Weekend Roundup: Gene Editing
The promise and peril of CRISPR and the ability to alter our genes at will
The covid-19 pandemic reached a turning point in 2021 with the widespread deployment of vaccines that reduced the severity of the virus, especially in highly vulnerable people. However, their arrival was predictably accompanied by numerous conspiracy theories, ranging from the claim that vaccines contained microchips to the notion that the mRNA vaccine technology can alter your DNA (fact check: no it doesn’t). That back and forth battle over nonsensical claims obscures that different bioengineering techniques DO allow us to edit genes.

=====

- **WORK ITEM A**
Translate this sentence from the gene editing roundup into Spanish: "That back and forth battle over nonsensical claims obscures that different bioengineering techniques DO allow us to edit genes."
- **WORK ITEM B**
Pick up the gene editing roundup after its last sentence and carry it forward.
The items that come next are separate material from the gene editing roundup.

=====

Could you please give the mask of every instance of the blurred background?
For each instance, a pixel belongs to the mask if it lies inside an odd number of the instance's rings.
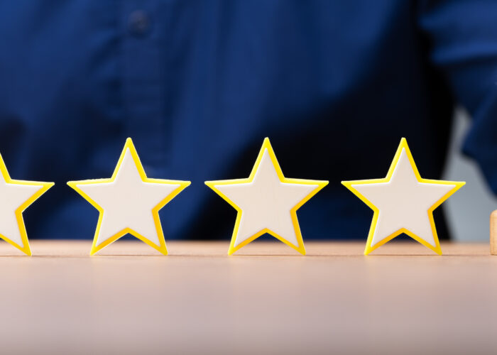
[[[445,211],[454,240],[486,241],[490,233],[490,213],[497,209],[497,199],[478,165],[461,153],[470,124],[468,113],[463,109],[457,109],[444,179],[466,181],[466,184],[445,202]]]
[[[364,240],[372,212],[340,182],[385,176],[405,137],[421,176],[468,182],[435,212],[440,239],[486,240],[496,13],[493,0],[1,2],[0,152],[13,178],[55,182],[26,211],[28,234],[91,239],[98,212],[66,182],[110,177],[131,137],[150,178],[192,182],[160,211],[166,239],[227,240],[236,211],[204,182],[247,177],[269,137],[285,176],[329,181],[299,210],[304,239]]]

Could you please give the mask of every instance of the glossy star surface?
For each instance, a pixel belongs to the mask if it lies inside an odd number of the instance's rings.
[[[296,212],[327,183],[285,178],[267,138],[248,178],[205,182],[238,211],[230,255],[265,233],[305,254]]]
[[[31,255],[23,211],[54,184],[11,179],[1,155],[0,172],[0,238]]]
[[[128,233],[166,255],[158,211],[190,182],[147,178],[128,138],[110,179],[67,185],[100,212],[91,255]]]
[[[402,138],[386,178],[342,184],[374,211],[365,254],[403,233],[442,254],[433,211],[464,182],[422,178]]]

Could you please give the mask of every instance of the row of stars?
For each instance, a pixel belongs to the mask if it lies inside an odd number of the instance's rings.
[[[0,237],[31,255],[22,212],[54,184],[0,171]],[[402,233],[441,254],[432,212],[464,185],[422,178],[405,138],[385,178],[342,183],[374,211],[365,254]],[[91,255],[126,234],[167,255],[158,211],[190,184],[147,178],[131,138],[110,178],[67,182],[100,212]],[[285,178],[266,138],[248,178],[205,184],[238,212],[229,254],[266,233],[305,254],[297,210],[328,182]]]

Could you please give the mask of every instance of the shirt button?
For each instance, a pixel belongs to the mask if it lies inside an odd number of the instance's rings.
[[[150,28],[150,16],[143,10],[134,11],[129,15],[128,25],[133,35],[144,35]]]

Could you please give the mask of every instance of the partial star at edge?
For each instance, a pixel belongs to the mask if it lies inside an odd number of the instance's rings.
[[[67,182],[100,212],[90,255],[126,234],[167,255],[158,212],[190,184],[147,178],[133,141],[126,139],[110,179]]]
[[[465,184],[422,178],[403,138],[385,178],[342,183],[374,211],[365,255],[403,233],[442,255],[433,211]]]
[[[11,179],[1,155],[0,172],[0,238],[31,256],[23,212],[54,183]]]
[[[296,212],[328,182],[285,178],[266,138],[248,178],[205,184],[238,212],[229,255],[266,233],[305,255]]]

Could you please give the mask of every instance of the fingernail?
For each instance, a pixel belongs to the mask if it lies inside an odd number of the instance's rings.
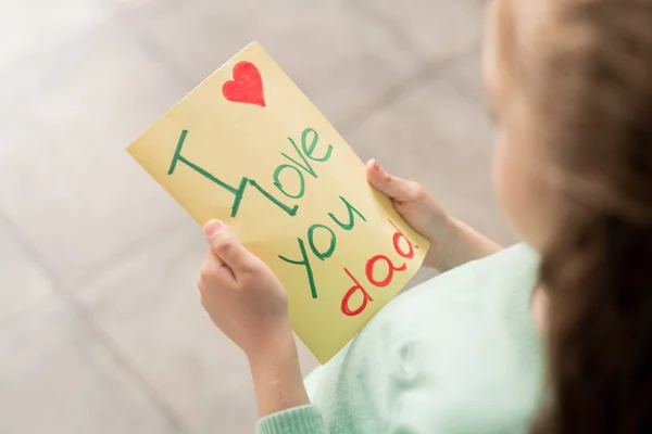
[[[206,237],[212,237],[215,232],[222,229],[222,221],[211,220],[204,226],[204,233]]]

=====

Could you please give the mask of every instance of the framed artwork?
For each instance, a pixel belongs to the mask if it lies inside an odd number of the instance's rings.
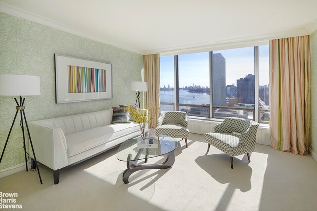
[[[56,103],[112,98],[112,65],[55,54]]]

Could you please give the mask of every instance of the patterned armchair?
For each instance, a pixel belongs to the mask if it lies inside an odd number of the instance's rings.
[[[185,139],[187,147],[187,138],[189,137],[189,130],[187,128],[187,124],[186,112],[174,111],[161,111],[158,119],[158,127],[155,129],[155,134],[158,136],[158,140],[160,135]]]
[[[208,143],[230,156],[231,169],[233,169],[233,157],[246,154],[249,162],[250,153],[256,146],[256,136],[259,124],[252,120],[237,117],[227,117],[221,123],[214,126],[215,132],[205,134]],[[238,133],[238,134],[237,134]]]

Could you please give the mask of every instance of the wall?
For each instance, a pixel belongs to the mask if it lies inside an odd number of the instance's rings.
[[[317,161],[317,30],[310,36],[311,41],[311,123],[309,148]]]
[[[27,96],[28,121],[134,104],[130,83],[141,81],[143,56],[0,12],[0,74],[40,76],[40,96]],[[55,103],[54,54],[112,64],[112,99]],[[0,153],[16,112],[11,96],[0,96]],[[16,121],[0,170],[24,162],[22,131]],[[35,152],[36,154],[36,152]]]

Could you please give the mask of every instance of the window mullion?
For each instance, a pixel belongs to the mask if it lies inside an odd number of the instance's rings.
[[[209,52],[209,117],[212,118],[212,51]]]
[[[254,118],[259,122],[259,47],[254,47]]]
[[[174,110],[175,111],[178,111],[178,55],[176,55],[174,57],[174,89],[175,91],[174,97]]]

=====

- **RESPONSE BOX A**
Esa batalla de ida y vuelta sobre afirmaciones absurdas oculta que diferentes técnicas de bioingeniería SÍ nos permiten editar genes.

- **RESPONSE BOX B**
Five years ago, the Chinese scientist He Jiankui announced—to great controversy, to put it mildly—that he had performed the first gene editing in live human embryos. He claimed to have been trying to protect the children from contracting HIV from their father by modifying the receptor the virus uses to enter cells (CCR5) with a technique called CRISPR. He’s attempt was widely viewed as reckless, proceeding too quickly, breaking international mores about human experimentation, proceeding without informed consent or regulatory approval, and with sloppy methodology that calls into question whether his use of CRISPR worked the way he intended. The twins, pseudonymously dubbed Lulu and Nana, were born apparently healthy, although the long-term consequences of their genetic change remains to be seen over time.
You may have heard a lot about CRISPR in the last few years. Its a tool that scientists can use to edit DNA. To help you understand how it works, I asked ChatGPT to explain it in basic terms (hey, nothing like a call-back to a previous article, right?):
CRISPR gene editing is a new way for scientists to make changes to genes in living things. It uses a special tool called CRISPR/Cas9 that can find and cut a specific piece of DNA, which is like the instruction manual for how an organism grows and works.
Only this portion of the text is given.